==== Data excerpts

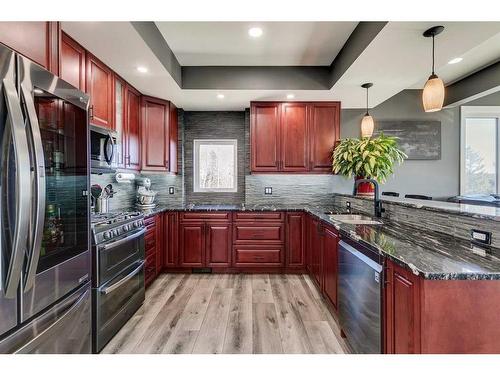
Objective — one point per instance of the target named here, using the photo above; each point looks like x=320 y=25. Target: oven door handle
x=123 y=240
x=107 y=157
x=122 y=281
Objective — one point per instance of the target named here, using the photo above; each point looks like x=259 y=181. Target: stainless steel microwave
x=103 y=150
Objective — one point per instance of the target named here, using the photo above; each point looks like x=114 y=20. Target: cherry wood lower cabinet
x=218 y=244
x=204 y=240
x=440 y=316
x=330 y=264
x=38 y=41
x=316 y=252
x=259 y=240
x=152 y=248
x=170 y=239
x=295 y=240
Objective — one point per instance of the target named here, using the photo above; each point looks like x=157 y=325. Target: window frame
x=196 y=173
x=478 y=112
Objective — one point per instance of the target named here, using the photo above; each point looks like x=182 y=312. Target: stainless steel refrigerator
x=45 y=302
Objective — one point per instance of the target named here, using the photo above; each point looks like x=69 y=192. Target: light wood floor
x=230 y=314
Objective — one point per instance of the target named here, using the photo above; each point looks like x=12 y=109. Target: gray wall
x=214 y=125
x=438 y=178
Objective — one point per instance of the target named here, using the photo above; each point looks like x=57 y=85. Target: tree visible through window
x=215 y=165
x=480 y=140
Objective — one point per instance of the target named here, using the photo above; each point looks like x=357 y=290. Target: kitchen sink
x=354 y=219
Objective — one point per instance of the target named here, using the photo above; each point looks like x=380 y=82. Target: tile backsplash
x=294 y=189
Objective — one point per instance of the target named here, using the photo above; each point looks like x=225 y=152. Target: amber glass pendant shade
x=433 y=94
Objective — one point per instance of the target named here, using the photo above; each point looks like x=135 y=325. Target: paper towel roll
x=124 y=178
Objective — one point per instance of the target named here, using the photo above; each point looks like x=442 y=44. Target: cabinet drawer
x=149 y=241
x=258 y=216
x=258 y=255
x=205 y=216
x=269 y=233
x=150 y=223
x=150 y=269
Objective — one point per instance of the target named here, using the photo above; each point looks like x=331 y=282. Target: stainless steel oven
x=103 y=150
x=118 y=281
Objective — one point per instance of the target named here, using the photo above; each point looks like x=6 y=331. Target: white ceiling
x=400 y=58
x=397 y=59
x=282 y=43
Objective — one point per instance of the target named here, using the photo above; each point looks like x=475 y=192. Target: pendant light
x=367 y=123
x=433 y=94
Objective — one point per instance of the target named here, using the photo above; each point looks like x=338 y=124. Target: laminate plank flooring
x=236 y=313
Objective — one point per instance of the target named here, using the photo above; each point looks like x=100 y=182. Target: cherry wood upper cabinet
x=38 y=41
x=265 y=136
x=132 y=134
x=99 y=86
x=155 y=137
x=294 y=137
x=295 y=240
x=324 y=132
x=119 y=119
x=72 y=62
x=159 y=135
x=330 y=264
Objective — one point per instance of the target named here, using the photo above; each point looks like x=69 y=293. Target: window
x=480 y=154
x=215 y=165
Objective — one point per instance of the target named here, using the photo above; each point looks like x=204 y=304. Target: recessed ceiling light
x=255 y=32
x=456 y=60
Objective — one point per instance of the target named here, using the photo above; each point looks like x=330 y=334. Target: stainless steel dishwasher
x=360 y=297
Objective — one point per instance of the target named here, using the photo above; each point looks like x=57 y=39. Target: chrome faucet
x=376 y=199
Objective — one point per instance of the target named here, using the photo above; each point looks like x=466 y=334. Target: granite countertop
x=432 y=255
x=470 y=210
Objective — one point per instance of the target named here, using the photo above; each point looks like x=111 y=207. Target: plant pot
x=365 y=189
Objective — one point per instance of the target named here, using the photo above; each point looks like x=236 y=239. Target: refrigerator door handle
x=23 y=188
x=39 y=196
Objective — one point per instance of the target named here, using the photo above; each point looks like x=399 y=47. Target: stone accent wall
x=214 y=125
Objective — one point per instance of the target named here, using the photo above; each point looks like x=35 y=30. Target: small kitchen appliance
x=145 y=196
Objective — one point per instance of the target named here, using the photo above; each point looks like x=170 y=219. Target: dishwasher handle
x=358 y=254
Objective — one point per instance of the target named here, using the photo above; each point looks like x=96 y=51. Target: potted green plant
x=367 y=158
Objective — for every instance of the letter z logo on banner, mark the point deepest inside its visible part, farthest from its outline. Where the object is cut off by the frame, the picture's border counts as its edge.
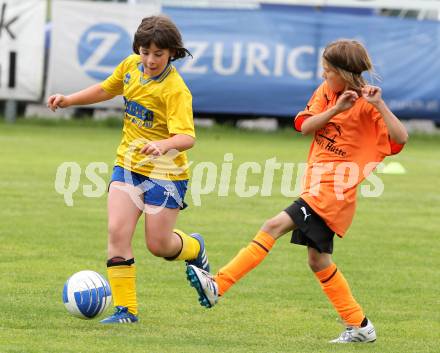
(101, 48)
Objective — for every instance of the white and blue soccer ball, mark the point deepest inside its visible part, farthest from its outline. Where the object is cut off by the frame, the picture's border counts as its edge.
(86, 294)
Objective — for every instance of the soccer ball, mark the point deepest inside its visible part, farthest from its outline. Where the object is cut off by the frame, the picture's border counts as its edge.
(86, 294)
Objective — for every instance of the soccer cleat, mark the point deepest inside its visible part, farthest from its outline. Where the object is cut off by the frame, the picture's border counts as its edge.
(204, 284)
(201, 261)
(121, 316)
(357, 334)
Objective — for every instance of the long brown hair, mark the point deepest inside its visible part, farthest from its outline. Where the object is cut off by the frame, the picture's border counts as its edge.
(161, 31)
(350, 59)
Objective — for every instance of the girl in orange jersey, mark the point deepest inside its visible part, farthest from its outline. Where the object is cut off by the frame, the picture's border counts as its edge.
(353, 131)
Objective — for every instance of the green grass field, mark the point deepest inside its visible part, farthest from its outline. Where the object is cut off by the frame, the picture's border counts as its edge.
(390, 256)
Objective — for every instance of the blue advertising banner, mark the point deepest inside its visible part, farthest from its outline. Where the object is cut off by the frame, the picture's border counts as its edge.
(267, 61)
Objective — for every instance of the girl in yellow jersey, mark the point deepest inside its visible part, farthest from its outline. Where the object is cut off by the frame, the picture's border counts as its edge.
(150, 174)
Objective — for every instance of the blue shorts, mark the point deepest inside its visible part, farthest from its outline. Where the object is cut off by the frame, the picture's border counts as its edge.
(157, 192)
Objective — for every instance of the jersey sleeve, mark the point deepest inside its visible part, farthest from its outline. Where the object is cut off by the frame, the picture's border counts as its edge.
(317, 104)
(386, 145)
(114, 84)
(179, 112)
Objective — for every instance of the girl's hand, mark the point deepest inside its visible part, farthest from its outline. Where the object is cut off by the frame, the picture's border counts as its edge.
(346, 100)
(372, 94)
(155, 148)
(57, 101)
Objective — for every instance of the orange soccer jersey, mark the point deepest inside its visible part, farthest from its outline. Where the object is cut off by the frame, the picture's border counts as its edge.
(341, 155)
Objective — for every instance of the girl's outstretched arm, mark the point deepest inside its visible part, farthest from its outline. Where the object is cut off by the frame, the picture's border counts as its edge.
(90, 95)
(396, 129)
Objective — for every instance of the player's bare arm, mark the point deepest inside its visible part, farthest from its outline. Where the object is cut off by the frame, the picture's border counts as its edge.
(344, 102)
(90, 95)
(396, 129)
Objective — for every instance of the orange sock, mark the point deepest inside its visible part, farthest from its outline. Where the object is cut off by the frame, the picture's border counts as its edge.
(248, 258)
(335, 286)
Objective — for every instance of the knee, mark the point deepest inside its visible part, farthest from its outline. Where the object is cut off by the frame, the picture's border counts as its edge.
(318, 262)
(155, 247)
(117, 233)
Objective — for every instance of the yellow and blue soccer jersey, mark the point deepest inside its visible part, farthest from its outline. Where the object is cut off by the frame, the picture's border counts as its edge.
(156, 108)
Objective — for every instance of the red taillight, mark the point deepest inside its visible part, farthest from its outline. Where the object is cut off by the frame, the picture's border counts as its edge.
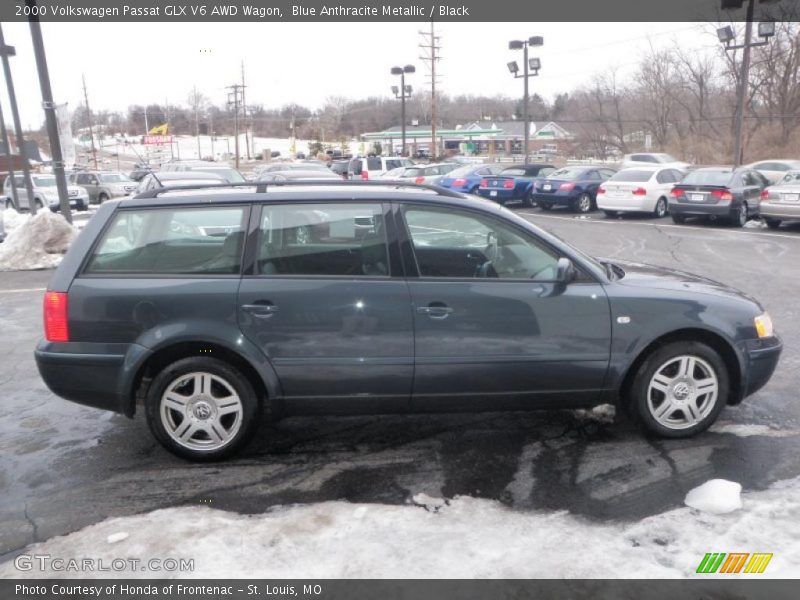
(56, 327)
(722, 195)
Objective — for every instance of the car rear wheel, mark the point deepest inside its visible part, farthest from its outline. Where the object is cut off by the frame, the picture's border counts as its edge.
(740, 218)
(584, 204)
(201, 408)
(680, 389)
(660, 210)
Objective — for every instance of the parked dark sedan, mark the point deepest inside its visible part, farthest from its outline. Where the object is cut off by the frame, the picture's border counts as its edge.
(514, 184)
(733, 195)
(575, 187)
(401, 298)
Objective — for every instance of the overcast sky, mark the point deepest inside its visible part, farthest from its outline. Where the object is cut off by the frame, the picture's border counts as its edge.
(138, 63)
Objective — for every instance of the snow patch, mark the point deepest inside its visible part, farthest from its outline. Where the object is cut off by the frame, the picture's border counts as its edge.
(465, 538)
(37, 243)
(717, 496)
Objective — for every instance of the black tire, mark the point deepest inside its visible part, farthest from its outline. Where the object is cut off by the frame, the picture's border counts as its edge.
(170, 376)
(643, 400)
(583, 204)
(661, 208)
(740, 218)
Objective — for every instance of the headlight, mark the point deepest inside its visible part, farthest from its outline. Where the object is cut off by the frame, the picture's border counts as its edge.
(763, 325)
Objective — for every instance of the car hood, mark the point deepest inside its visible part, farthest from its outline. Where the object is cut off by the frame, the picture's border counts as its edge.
(655, 277)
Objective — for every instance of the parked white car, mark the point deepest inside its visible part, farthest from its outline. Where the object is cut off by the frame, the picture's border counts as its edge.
(774, 170)
(638, 189)
(653, 159)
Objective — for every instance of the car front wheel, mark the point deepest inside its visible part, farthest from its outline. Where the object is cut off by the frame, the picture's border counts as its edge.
(201, 408)
(680, 389)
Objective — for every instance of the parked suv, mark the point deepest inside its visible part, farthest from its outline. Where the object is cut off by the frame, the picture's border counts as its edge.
(103, 186)
(337, 297)
(45, 193)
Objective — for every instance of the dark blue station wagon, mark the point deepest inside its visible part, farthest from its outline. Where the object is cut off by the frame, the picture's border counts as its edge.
(336, 298)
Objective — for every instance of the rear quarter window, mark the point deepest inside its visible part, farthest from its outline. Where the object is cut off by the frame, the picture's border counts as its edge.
(171, 241)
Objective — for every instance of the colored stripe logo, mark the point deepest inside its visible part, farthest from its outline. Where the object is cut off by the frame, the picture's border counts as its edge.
(734, 562)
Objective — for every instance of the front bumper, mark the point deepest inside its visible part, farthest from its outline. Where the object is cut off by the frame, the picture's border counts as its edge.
(761, 358)
(780, 210)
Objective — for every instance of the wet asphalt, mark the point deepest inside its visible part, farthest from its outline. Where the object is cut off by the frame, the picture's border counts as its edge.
(63, 466)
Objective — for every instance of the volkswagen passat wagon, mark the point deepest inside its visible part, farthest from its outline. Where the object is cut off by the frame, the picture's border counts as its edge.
(333, 298)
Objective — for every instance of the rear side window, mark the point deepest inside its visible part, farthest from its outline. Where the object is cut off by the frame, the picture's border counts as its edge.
(172, 241)
(323, 240)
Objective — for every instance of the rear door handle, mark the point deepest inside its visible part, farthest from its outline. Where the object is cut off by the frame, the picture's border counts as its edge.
(435, 310)
(261, 311)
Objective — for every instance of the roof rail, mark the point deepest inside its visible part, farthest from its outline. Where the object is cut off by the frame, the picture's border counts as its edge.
(261, 186)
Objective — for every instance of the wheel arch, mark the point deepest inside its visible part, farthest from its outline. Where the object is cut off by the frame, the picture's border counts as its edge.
(716, 341)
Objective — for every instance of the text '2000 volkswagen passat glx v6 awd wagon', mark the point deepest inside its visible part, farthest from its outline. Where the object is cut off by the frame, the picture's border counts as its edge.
(331, 298)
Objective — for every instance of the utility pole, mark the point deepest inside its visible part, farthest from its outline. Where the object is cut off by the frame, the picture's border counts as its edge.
(430, 47)
(235, 100)
(5, 52)
(89, 116)
(50, 114)
(4, 134)
(244, 117)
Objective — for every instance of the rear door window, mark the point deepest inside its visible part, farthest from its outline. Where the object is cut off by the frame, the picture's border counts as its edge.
(340, 240)
(172, 241)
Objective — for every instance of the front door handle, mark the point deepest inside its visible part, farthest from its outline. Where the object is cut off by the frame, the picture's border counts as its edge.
(435, 310)
(261, 311)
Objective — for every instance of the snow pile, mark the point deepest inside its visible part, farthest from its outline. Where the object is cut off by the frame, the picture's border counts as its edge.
(13, 219)
(37, 243)
(717, 497)
(461, 538)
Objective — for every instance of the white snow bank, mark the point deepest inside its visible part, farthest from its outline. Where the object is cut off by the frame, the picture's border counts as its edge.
(717, 496)
(463, 538)
(13, 219)
(37, 243)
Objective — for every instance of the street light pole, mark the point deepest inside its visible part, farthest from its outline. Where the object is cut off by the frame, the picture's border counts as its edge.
(403, 93)
(532, 64)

========

[Problem details] In the entries, the line containing "Objective — for every instance of the snow pile, mark" and every line after it through the last are to be duplicated exactly, and no other line is to be included.

[Exercise output]
Objective — for every instance of the snow pile, mark the point deepest inside its visible part, farthest from its outline. Where the object is cut off by the frame, the picture's border counts as its edge.
(13, 219)
(37, 243)
(717, 497)
(461, 538)
Objective — for every instance of the white snow bank, mark the point deepest inside its visible part, farthest from its outline. Where the object is cut off by the frame, the picture's border counts as its edge.
(717, 496)
(463, 538)
(13, 219)
(37, 243)
Objective — for every instance of the street light pole, mark the point deepest inside its visible part, farthest from its outline. Where the object is cut off by the frame, the picture's border counts as its edge.
(403, 93)
(532, 64)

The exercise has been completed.